> [Work instructions]:
a) Output the passage of the April Fools' Day article between "What’s This?" and "companies we cover.", inclusive.
b) Check each statement against the April Fools' Day article and answer yes or no, quoting the words that decide it: (i) By the writer's count, Google ran 14 pranks this year. (ii) Google's April 1 pranks go back to 1998. (iii) Microsoft's prank this year brings back Clippy.
c) Extend the April Fools' Day article beyond its final sentence.

> [Article]:
....................
What’s This?

The Laughing Fool, circa 1500 Oil on panel, Davis Museum.

By Todd Wasserman2014-04-01 16:19:02 UTC

Tech journalists hate April Fools’ Day. Not because we don’t like a good joke — heck, who doesn’t? — but because we’re basically recycling PR stunts on behalf of the companies we cover.

Just keeping track of Google on April 1 is a full-time occupation. By my count, the company had 14 pranks this year. (Does that mean there will be 15 next year?) But Google’s hardly alone. Microsoft, Twitter, LinkedIn, Nokia, Samsung, Kickstarter, Roku and Tumblr, just to name a few, have tried their hands at goofs this April Fools’.

For Google, the tomfoolery dates back to 2000, when it introduced MentalPlex, a feature that let you summon a search by staring at a GIF. The company also introduced goofy error messages (sample: “Error 006: Query is unclear. Try again after removing hat, glasses and shoes.”)

Such lightheartedness has worked in Google’s favor. Whenever the company makes a questionable call on privacy or security or tries to herd consumers to Google Plus, the effect is mitigated by the company’s benign, playful brand image. It’s like trying to hate a stuffed animal.

Other techies have taken note. There’s probably no more divisive company than Microsoft, but the company craftily engages in self-parody, which disarms the haters. This year’s prank, which involves the return of the much-hated Clippy, will create more goodwill than a $2 million TV ad buy.

So, while there is likely some playful spirit at work, launching an April Fool’s Day prank is also very good PR.
....................
> [Supplied material]:
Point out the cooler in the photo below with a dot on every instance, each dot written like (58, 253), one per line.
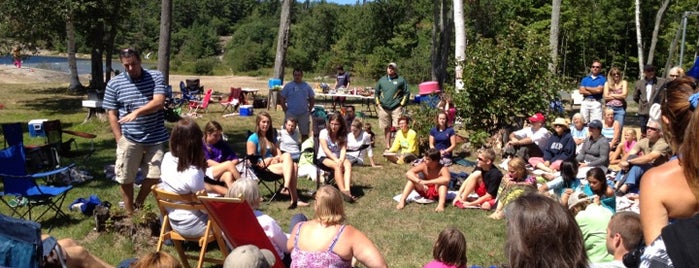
....................
> [Outputs for the tasks]:
a)
What’s This?

The Laughing Fool, circa 1500 Oil on panel, Davis Museum.

By Todd Wasserman2014-04-01 16:19:02 UTC

Tech journalists hate April Fools’ Day. Not because we don’t like a good joke — heck, who doesn’t? — but because we’re basically recycling PR stunts on behalf of the companies we cover.

b)
(i) Yes: "By my count, the company had 14 pranks this year."
(ii) No: "For Google, the tomfoolery dates back to 2000"
(iii) Yes: "This year’s prank, which involves the return of the much-hated Clippy"

c)
However, not everyone is anxious to don the fool’s cap. Notable tech holdouts include IBM and Apple, two members of the old guard (in IBM’s case really old guard) for whom an April Fools’ prank would seem incongruous and weird. Even though Apple was founded on April 1, the company has been reluctant to celebrate the day.

That’s not to say that Apple lacks a sense of humor. The company’s “Get a Mac” ads were certainly funny at times, but the humor always came at the expense of the stuffed-shirt PC guy (John Hodgman). As a brand, Apple seems allergic to self-parody. The company’s humor instead stems from superiority. Now that Apple is the biggest tech brand in the world, though, that kind of humor seems mean-spirited. So Apple is a bit of a stick in the mud. A stick in the mud that makes terrific products.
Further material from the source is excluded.